> **WHAT IS NEEDED**
Print out all the records, word for word.
═══ INFORMATION SHOWN ═══
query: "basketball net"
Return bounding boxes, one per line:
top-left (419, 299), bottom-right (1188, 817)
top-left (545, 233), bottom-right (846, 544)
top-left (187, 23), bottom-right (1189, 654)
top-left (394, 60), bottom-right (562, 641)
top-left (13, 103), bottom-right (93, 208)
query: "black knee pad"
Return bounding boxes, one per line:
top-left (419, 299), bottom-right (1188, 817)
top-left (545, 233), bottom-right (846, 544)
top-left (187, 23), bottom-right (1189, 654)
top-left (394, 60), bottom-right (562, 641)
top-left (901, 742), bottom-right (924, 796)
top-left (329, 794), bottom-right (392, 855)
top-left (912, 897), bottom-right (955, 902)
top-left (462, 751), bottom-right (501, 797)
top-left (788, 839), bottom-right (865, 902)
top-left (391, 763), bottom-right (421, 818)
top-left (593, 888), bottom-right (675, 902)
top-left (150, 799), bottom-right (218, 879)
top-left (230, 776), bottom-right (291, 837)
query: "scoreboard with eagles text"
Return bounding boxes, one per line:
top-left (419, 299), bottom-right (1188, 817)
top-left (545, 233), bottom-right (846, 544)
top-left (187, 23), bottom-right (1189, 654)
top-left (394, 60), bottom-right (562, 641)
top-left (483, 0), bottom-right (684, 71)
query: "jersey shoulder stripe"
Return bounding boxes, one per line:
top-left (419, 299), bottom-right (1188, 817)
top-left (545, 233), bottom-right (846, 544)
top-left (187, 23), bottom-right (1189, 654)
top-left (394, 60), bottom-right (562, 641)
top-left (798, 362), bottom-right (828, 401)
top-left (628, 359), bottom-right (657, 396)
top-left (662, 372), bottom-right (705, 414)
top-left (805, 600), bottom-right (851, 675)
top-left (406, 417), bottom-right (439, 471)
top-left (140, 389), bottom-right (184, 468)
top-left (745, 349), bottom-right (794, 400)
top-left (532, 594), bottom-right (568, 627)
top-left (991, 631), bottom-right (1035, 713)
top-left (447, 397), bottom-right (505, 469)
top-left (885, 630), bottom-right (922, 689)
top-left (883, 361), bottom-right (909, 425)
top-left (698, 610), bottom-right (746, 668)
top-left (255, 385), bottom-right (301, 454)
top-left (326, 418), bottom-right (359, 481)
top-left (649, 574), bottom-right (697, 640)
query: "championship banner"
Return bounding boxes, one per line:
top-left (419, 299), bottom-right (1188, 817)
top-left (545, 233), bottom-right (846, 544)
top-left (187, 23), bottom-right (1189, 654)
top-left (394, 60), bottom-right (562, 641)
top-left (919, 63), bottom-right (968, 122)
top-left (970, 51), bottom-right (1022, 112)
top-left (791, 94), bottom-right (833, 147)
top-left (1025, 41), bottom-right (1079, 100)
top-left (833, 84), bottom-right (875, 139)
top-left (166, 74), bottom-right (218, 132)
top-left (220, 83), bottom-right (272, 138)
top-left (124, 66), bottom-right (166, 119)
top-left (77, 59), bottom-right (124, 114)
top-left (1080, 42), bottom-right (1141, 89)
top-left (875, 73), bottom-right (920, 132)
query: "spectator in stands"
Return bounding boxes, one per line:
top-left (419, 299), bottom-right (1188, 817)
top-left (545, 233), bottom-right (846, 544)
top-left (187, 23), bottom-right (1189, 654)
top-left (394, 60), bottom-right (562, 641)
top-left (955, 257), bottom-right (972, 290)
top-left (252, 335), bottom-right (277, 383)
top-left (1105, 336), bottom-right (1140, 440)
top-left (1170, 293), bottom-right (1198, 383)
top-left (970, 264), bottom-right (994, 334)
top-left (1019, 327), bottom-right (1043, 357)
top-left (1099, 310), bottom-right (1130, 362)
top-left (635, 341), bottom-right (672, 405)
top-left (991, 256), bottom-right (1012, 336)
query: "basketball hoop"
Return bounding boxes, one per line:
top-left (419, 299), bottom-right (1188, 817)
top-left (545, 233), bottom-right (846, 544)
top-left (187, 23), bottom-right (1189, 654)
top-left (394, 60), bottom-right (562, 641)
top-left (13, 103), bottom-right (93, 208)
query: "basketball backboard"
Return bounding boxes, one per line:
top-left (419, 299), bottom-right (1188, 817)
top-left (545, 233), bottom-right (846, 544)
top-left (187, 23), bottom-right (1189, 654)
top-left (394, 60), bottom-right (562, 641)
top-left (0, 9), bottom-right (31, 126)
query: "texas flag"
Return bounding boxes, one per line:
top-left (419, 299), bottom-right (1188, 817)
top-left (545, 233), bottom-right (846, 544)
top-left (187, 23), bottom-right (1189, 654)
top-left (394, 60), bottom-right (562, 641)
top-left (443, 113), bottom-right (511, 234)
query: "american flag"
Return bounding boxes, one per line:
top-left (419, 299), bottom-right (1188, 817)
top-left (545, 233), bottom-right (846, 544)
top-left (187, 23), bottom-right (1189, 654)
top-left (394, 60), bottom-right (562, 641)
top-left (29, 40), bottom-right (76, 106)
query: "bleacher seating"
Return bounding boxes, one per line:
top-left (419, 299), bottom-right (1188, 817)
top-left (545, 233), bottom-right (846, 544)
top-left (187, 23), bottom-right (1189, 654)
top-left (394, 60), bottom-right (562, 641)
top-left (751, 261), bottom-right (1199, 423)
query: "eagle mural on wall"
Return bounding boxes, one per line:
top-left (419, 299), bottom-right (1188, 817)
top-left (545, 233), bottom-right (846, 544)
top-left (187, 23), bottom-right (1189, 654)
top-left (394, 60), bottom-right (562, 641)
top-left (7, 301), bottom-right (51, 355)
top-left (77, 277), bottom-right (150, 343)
═══
> **SOLUTION FOR THIS PROBLEM**
query: "basketball net"
Return bounding boxes, one per line:
top-left (419, 299), bottom-right (1188, 817)
top-left (545, 233), bottom-right (846, 544)
top-left (187, 23), bottom-right (1189, 654)
top-left (394, 60), bottom-right (562, 641)
top-left (13, 103), bottom-right (93, 208)
query: "black knee pad"
Return bounding boxes, one per line:
top-left (419, 299), bottom-right (1188, 817)
top-left (545, 233), bottom-right (846, 544)
top-left (187, 23), bottom-right (1189, 654)
top-left (394, 60), bottom-right (562, 641)
top-left (901, 742), bottom-right (924, 796)
top-left (329, 794), bottom-right (392, 855)
top-left (912, 897), bottom-right (955, 902)
top-left (462, 751), bottom-right (501, 797)
top-left (788, 839), bottom-right (865, 902)
top-left (391, 763), bottom-right (421, 818)
top-left (593, 888), bottom-right (675, 902)
top-left (150, 799), bottom-right (218, 879)
top-left (230, 776), bottom-right (291, 837)
query: "scoreboard with eagles text"
Return bounding boxes, one per line:
top-left (419, 299), bottom-right (1188, 817)
top-left (545, 233), bottom-right (846, 544)
top-left (187, 23), bottom-right (1189, 654)
top-left (394, 60), bottom-right (562, 641)
top-left (483, 0), bottom-right (684, 71)
query: "jersey shoulder stripe"
Return bounding boxes, one per line:
top-left (419, 299), bottom-right (1188, 817)
top-left (545, 233), bottom-right (846, 544)
top-left (187, 23), bottom-right (1189, 654)
top-left (394, 60), bottom-right (562, 641)
top-left (798, 362), bottom-right (828, 401)
top-left (628, 359), bottom-right (657, 396)
top-left (662, 372), bottom-right (705, 414)
top-left (805, 600), bottom-right (851, 675)
top-left (406, 417), bottom-right (439, 471)
top-left (140, 389), bottom-right (184, 468)
top-left (745, 349), bottom-right (794, 400)
top-left (532, 594), bottom-right (568, 627)
top-left (991, 631), bottom-right (1035, 713)
top-left (447, 397), bottom-right (505, 469)
top-left (885, 630), bottom-right (922, 689)
top-left (883, 361), bottom-right (909, 425)
top-left (698, 610), bottom-right (746, 668)
top-left (255, 385), bottom-right (301, 454)
top-left (326, 418), bottom-right (359, 481)
top-left (649, 574), bottom-right (697, 640)
query: "championship banner"
Return bounding boxes, one per line:
top-left (419, 299), bottom-right (1188, 817)
top-left (545, 233), bottom-right (846, 544)
top-left (187, 23), bottom-right (1189, 654)
top-left (394, 60), bottom-right (562, 641)
top-left (919, 63), bottom-right (968, 122)
top-left (970, 51), bottom-right (1022, 112)
top-left (791, 94), bottom-right (833, 147)
top-left (1025, 41), bottom-right (1079, 100)
top-left (833, 84), bottom-right (875, 139)
top-left (166, 74), bottom-right (218, 132)
top-left (220, 83), bottom-right (272, 138)
top-left (124, 66), bottom-right (166, 119)
top-left (77, 59), bottom-right (124, 114)
top-left (1080, 42), bottom-right (1141, 89)
top-left (875, 73), bottom-right (920, 132)
query: "spectator in stands"
Return bounding boxes, one per line:
top-left (419, 299), bottom-right (1188, 817)
top-left (545, 233), bottom-right (846, 544)
top-left (187, 23), bottom-right (1189, 654)
top-left (394, 60), bottom-right (562, 641)
top-left (955, 257), bottom-right (972, 290)
top-left (252, 335), bottom-right (277, 383)
top-left (1105, 336), bottom-right (1140, 440)
top-left (1170, 293), bottom-right (1198, 383)
top-left (970, 264), bottom-right (994, 334)
top-left (1019, 327), bottom-right (1043, 357)
top-left (1099, 310), bottom-right (1130, 362)
top-left (635, 341), bottom-right (672, 405)
top-left (991, 256), bottom-right (1012, 336)
query: "basketball hoop"
Return bounding boxes, one per line:
top-left (419, 299), bottom-right (1188, 817)
top-left (545, 233), bottom-right (846, 544)
top-left (187, 23), bottom-right (1189, 654)
top-left (394, 60), bottom-right (562, 641)
top-left (13, 103), bottom-right (93, 208)
query: "basketball backboard"
Return bounding boxes, one per line:
top-left (419, 299), bottom-right (1188, 817)
top-left (545, 233), bottom-right (846, 544)
top-left (187, 23), bottom-right (1189, 654)
top-left (394, 60), bottom-right (562, 641)
top-left (0, 9), bottom-right (31, 126)
query: "texas flag"
Return bounding boxes, one per line:
top-left (419, 299), bottom-right (1188, 817)
top-left (545, 233), bottom-right (846, 544)
top-left (187, 23), bottom-right (1189, 654)
top-left (394, 60), bottom-right (562, 641)
top-left (443, 113), bottom-right (511, 234)
query: "american flag"
Return bounding boxes, one per line:
top-left (419, 299), bottom-right (1188, 817)
top-left (545, 233), bottom-right (846, 544)
top-left (187, 23), bottom-right (1189, 654)
top-left (394, 60), bottom-right (562, 641)
top-left (29, 40), bottom-right (76, 106)
query: "bleacher seating"
Return bounding boxes, one per line:
top-left (419, 299), bottom-right (1188, 817)
top-left (545, 233), bottom-right (846, 544)
top-left (187, 23), bottom-right (1189, 654)
top-left (394, 60), bottom-right (562, 641)
top-left (751, 261), bottom-right (1199, 423)
query: "eagle mural on wall"
Return bounding boxes, one per line:
top-left (419, 299), bottom-right (1188, 817)
top-left (545, 233), bottom-right (846, 544)
top-left (187, 23), bottom-right (1189, 654)
top-left (394, 60), bottom-right (562, 641)
top-left (7, 301), bottom-right (51, 355)
top-left (77, 277), bottom-right (150, 343)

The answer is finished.